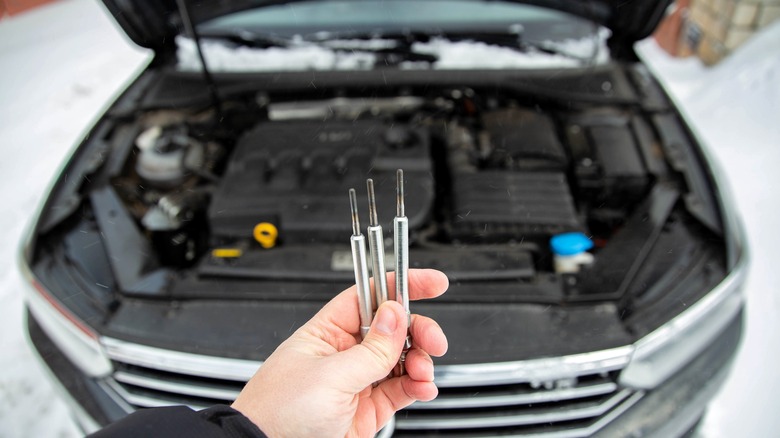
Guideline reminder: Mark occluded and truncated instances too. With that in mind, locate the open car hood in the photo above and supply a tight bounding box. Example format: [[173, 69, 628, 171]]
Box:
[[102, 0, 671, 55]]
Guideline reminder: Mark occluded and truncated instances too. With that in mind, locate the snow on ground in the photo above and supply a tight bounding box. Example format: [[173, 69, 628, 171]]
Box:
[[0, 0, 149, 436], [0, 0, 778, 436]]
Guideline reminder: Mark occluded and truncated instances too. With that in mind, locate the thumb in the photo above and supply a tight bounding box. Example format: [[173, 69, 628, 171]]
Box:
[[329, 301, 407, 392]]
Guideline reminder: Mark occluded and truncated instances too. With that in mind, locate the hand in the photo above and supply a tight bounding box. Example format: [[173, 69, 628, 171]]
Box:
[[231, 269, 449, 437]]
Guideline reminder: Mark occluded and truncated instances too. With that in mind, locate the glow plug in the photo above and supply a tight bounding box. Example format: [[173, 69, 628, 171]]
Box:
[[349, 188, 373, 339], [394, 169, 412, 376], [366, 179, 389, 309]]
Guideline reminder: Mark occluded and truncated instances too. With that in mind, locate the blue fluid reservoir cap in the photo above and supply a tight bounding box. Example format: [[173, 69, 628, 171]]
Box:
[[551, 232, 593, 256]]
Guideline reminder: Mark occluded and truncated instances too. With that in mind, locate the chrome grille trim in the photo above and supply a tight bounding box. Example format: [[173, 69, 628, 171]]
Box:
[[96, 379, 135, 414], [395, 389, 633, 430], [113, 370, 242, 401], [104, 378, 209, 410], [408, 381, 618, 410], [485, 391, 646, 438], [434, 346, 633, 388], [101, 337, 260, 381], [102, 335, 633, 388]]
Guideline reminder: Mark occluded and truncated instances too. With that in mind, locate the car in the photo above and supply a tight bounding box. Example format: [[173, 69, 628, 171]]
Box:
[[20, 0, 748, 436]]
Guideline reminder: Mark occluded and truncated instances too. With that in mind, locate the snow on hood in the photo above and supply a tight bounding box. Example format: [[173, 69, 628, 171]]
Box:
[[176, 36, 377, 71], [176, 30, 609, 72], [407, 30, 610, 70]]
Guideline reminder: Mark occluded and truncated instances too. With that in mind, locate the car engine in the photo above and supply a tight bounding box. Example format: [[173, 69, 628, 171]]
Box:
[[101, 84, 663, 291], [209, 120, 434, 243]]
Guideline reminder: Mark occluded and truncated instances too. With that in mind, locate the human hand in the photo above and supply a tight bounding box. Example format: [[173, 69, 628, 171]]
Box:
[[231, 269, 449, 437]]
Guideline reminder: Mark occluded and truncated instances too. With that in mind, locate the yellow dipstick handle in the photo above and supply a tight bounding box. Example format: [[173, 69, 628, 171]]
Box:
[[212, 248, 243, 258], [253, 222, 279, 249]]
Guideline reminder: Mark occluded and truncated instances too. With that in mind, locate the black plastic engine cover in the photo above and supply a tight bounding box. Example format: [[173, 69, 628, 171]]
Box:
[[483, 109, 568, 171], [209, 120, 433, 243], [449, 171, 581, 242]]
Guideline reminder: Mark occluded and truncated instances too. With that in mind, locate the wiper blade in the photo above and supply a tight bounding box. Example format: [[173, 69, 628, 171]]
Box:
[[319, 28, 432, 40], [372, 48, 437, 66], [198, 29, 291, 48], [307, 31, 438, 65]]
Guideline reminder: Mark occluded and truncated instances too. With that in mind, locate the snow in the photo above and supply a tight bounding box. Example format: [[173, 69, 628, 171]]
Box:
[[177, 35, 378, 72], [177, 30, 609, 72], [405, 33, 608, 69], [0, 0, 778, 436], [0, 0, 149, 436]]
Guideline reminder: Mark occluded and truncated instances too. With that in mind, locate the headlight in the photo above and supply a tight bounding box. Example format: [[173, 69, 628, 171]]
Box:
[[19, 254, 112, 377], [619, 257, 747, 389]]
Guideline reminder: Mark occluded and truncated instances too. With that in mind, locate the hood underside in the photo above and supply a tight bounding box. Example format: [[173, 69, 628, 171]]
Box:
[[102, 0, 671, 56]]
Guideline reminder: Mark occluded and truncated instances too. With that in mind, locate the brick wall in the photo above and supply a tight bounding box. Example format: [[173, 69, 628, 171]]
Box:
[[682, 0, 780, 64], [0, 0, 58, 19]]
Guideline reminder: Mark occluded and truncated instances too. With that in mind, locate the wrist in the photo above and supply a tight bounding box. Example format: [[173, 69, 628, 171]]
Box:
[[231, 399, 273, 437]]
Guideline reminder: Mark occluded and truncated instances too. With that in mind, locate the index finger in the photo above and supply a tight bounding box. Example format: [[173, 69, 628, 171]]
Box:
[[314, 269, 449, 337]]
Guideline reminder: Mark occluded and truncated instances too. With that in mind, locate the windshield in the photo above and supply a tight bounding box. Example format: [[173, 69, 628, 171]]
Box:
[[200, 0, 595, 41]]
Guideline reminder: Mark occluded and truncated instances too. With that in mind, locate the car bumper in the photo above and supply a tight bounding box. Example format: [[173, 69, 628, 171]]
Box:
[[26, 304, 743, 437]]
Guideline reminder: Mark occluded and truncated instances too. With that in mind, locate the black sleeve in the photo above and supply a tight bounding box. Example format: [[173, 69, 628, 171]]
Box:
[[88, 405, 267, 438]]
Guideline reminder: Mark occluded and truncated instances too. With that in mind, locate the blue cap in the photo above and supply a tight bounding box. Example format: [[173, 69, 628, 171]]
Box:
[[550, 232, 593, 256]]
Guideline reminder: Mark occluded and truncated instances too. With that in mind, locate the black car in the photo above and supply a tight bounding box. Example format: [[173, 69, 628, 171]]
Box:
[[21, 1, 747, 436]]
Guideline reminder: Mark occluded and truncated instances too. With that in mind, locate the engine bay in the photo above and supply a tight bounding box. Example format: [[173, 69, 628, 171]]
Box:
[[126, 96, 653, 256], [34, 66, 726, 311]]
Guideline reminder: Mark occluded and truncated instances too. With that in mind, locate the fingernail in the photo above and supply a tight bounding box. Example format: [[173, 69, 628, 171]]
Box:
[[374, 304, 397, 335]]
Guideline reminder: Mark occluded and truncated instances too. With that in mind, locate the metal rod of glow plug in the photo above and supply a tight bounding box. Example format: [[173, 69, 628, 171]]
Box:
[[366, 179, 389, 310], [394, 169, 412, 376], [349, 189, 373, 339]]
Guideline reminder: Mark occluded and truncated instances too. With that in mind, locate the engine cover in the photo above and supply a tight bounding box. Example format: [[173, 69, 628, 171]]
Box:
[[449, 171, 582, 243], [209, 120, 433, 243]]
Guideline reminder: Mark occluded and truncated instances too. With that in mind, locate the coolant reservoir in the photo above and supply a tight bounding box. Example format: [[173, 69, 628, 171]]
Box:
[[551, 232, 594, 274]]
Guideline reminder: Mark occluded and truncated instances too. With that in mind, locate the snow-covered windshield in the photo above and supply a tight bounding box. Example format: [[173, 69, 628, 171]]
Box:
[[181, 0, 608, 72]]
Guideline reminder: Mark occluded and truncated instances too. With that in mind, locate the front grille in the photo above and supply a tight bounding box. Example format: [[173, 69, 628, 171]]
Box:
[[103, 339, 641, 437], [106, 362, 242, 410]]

### [WHAT NEEDS TO BE DONE]
Please say how many lines of the records contain the word "grille", giving the number by itself.

### [OUTPUT BELOW]
2